> **STATED EXERCISE**:
Locate the line containing "Task: point out the battered", then please write out that line and all the lines below it in the entries exactly.

..........

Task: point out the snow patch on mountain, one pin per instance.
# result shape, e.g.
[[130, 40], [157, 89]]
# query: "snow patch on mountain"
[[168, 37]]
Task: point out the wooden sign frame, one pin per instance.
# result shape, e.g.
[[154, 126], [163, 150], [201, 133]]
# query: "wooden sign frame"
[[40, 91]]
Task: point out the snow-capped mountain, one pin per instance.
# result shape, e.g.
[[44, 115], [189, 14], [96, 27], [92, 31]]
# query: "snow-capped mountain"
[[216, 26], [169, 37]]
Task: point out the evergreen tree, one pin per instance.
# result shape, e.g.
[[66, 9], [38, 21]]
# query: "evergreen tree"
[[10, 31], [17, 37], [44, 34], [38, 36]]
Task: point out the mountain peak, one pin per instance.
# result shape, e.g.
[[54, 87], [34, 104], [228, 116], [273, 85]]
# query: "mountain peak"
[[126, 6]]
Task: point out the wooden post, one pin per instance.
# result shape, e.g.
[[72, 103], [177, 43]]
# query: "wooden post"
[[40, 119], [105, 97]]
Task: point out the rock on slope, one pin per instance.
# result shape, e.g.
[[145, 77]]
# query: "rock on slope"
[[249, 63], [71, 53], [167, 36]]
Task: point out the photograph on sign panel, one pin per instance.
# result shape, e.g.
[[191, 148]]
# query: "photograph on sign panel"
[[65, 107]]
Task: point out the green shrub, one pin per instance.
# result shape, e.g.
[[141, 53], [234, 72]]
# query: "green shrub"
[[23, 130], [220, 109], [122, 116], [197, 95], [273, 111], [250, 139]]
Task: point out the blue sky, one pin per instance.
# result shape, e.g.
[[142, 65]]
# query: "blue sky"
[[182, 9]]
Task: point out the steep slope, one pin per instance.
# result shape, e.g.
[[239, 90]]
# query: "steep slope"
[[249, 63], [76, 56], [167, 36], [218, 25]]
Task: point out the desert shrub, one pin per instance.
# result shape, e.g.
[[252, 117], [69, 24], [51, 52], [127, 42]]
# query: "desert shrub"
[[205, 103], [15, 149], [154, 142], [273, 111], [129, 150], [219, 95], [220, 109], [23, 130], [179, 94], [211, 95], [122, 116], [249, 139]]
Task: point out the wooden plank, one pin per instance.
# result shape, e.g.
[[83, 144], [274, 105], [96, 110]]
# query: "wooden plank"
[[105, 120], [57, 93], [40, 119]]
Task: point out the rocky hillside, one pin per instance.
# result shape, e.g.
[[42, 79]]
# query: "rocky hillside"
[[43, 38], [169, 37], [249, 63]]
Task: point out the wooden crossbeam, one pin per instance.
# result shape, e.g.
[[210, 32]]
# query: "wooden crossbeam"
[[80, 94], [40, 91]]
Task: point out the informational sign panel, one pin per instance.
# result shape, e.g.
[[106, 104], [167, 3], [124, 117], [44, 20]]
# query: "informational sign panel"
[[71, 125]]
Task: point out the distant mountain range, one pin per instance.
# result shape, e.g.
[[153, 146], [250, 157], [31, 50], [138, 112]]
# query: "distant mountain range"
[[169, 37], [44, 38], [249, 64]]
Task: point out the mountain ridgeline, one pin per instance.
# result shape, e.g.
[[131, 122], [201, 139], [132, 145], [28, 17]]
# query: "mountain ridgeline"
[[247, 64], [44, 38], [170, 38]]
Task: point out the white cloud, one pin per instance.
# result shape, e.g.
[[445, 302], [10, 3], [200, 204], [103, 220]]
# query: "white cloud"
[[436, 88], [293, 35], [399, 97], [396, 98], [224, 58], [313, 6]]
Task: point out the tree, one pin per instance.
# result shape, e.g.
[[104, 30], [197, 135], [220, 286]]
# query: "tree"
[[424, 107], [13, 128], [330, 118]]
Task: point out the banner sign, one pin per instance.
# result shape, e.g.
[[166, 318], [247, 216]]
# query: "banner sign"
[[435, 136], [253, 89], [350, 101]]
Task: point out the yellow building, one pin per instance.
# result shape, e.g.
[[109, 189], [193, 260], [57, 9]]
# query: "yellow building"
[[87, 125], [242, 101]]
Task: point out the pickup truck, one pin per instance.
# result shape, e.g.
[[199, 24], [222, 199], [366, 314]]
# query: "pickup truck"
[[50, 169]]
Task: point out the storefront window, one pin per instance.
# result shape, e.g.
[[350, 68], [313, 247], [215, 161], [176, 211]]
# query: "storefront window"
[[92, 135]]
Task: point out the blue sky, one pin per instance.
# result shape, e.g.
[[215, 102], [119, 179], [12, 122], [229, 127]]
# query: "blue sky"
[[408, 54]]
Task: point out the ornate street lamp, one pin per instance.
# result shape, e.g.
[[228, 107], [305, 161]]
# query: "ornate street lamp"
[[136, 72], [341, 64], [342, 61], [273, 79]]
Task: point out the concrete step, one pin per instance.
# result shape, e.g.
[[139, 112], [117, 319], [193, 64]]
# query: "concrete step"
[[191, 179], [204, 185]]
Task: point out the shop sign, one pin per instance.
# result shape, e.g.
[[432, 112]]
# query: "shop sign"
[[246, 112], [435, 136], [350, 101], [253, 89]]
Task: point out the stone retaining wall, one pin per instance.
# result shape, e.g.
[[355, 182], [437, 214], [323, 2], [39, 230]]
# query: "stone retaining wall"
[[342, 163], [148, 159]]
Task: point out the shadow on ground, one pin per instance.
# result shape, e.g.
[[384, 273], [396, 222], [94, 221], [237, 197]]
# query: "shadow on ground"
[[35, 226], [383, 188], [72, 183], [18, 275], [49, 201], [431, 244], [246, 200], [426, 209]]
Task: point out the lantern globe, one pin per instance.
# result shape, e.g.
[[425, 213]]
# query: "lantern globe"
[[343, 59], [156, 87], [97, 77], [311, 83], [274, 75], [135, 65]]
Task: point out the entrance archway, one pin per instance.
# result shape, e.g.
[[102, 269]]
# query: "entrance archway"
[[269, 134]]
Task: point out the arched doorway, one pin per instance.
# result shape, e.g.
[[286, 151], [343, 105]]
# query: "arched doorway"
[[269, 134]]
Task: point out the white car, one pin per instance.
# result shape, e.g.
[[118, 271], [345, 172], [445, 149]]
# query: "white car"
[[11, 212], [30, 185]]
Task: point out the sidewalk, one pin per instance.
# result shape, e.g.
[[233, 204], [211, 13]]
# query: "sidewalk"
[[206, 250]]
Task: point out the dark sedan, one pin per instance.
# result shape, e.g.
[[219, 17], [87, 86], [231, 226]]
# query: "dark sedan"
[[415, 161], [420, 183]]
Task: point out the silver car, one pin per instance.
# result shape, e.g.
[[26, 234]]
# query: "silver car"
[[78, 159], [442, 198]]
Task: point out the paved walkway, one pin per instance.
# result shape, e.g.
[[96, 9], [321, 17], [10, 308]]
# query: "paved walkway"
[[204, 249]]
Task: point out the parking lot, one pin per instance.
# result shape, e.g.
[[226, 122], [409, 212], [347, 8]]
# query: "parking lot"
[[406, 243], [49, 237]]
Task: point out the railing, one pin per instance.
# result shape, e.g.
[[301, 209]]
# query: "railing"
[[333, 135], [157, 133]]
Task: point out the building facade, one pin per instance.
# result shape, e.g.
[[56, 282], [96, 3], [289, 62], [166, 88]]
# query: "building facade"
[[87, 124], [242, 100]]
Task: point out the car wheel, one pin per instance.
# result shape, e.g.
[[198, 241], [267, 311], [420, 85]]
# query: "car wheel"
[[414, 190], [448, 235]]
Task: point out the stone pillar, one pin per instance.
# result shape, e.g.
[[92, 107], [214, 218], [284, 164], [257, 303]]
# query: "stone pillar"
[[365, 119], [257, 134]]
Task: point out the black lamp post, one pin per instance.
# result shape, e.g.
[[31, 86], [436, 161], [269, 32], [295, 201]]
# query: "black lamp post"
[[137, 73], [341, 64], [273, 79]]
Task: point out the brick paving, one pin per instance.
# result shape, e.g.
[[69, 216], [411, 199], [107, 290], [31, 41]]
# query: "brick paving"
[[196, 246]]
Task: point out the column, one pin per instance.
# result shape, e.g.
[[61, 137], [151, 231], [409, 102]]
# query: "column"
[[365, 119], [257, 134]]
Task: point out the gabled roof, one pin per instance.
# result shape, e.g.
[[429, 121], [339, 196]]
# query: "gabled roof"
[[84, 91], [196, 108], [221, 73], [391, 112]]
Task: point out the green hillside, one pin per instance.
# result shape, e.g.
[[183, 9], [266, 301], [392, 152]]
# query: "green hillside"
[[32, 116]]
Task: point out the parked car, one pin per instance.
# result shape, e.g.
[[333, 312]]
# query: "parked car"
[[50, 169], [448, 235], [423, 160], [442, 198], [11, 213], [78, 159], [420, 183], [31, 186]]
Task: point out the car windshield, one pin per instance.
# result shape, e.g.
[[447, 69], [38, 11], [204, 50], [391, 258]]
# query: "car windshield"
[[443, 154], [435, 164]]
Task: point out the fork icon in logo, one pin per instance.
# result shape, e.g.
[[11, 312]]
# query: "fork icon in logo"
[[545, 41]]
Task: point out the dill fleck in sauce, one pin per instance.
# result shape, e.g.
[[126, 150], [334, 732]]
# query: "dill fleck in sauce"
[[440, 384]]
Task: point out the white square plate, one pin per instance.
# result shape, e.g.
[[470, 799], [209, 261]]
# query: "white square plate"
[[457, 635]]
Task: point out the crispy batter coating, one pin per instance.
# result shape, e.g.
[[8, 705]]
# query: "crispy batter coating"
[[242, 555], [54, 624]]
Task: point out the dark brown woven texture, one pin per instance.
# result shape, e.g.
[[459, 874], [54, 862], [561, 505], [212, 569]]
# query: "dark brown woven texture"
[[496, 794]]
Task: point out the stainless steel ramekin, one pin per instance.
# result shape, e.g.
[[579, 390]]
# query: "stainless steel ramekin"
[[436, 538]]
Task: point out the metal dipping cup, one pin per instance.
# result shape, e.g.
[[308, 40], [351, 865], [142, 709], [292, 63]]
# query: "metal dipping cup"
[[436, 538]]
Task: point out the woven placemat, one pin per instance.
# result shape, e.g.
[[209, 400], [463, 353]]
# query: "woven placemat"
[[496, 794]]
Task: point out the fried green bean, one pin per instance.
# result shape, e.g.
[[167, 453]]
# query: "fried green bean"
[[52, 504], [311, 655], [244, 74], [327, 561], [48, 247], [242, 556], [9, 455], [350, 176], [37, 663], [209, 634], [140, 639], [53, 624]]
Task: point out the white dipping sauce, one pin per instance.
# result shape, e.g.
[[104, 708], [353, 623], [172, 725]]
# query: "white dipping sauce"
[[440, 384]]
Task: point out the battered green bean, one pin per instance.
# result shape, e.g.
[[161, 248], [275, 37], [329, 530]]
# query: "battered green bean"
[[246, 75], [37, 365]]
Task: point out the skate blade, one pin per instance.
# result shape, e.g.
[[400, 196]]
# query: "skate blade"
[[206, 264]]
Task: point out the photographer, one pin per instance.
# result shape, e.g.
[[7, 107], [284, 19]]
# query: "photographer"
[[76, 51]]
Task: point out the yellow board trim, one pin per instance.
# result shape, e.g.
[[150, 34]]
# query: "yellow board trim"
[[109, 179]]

..........

> **EXERCISE RESPONSE**:
Task: point out the battered green bean, one pin per instance.
# result shape, e.g.
[[161, 248], [275, 37], [329, 530]]
# query: "battered green bean"
[[246, 75], [37, 365]]
Task: point out the skate blade, one pin per instance.
# result shape, e.g.
[[400, 196]]
# query: "skate blade"
[[206, 264]]
Task: point out the photographer, one pin per instance.
# result shape, e.g.
[[7, 107], [284, 19]]
# query: "photographer"
[[76, 51]]
Task: point out the yellow board trim, one pin per instance.
# result shape, e.g.
[[150, 34]]
# query: "yellow board trim"
[[109, 179]]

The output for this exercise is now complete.